• **READING PASSAGE**:
============

Homework: Ontology Use Case

Apologies for the late posting. The use cases below are a more-or-less
representative sample of the knowledge management themes within the
Advanced Knowledge Technologies IRC[1]; I've tried to pick use cases
which aren't likely to be duplicated by other WG members.

1. Conceptual Open Hypermedia

Open Hypermedia is a form of hypermedia in which links are considered
to be first class objects that exist independently of the resources
they link (as opposed to traditional HTML links which are embedded in
the resource which contains the source endpoint of the link). In the
Web world, the XLink recommendation[2] provides a method of specifying
OH links.

Conceptual Open Hypermedia takes the view that links between resources
are merely the navigable surface manifestations of more fundamental
relations between entities. For example, a link from the string "Nigel
Shadbolt" in one resource to the resource with URI
http://www.ecs.soton.ac.uk/~nrs/ might correspond to a relation
hasHomepage which relates people to their homepages. Rather than
creating such links by hand and then annotating them according to an
ontology, our intention is to use the structures in the ontology to
select appropriate relations from knowledge bases and create links
based on those relations.

============

• **GIVEN PROBLEM 1**: Rescale the records from the line containing "According to the upstream classifier, the white painted" through the end of the records, both ends included. Reproduce these lines with their requests unchanged, and multiply every bounding-box coordinate in the answers by 0.9, rounding to whole numbers with halves rounded up.
The records that follow are unrelated to the ontology use case post.

• **INFORMATION SHOWN**:
============

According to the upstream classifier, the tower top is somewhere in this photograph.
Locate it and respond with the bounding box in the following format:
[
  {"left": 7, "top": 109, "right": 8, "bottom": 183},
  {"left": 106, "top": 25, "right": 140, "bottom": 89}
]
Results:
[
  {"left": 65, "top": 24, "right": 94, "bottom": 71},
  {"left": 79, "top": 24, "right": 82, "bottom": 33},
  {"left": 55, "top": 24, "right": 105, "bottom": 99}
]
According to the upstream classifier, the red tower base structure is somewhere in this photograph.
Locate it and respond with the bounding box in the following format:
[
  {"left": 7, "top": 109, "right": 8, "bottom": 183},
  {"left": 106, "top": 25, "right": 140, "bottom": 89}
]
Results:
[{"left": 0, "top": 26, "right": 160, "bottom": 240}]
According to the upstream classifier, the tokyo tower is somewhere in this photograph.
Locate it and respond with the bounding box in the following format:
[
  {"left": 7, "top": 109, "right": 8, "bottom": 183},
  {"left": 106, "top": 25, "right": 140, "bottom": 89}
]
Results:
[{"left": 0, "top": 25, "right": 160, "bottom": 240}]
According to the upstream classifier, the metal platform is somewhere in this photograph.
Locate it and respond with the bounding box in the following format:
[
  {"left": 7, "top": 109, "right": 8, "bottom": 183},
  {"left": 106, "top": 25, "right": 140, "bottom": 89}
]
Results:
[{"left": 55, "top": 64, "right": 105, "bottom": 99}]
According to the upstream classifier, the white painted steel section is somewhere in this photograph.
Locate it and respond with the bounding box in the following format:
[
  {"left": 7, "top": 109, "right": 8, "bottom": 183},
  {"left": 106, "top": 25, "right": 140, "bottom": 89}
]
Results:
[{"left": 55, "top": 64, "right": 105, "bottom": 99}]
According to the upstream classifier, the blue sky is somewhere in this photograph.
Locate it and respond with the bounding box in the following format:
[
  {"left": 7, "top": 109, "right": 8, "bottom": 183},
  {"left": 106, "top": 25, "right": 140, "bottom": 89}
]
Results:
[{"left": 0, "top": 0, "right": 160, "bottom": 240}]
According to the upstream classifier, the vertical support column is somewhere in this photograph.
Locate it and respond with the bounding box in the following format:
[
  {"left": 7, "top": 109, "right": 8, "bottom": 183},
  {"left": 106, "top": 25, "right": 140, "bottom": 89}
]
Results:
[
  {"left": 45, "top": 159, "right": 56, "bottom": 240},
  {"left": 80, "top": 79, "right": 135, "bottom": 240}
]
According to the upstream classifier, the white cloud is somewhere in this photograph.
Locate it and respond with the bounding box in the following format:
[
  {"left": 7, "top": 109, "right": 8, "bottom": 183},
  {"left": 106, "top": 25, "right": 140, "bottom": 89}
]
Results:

============

• **GIVEN PROBLEM 2**: According to the ontology use case post, what provides a method of specifying OH links in the Web world?

• **FINISHED ANSWER 1**:
According to the upstream classifier, the white painted steel section is somewhere in this photograph.
Locate it and respond with the bounding box in the following format:
[
  {"left": 7, "top": 109, "right": 8, "bottom": 183},
  {"left": 106, "top": 25, "right": 140, "bottom": 89}
]
Results:
[{"left": 50, "top": 58, "right": 95, "bottom": 89}]
According to the upstream classifier, the blue sky is somewhere in this photograph.
Locate it and respond with the bounding box in the following format:
[
  {"left": 7, "top": 109, "right": 8, "bottom": 183},
  {"left": 106, "top": 25, "right": 140, "bottom": 89}
]
Results:
[{"left": 0, "top": 0, "right": 144, "bottom": 216}]
According to the upstream classifier, the vertical support column is somewhere in this photograph.
Locate it and respond with the bounding box in the following format:
[
  {"left": 7, "top": 109, "right": 8, "bottom": 183},
  {"left": 106, "top": 25, "right": 140, "bottom": 89}
]
Results:
[
  {"left": 41, "top": 143, "right": 50, "bottom": 216},
  {"left": 72, "top": 71, "right": 122, "bottom": 216}
]
According to the upstream classifier, the white cloud is somewhere in this photograph.
Locate it and respond with the bounding box in the following format:
[
  {"left": 7, "top": 109, "right": 8, "bottom": 183},
  {"left": 106, "top": 25, "right": 140, "bottom": 89}
]
Results:

• **FINISHED ANSWER 2**: The XLink recommendation.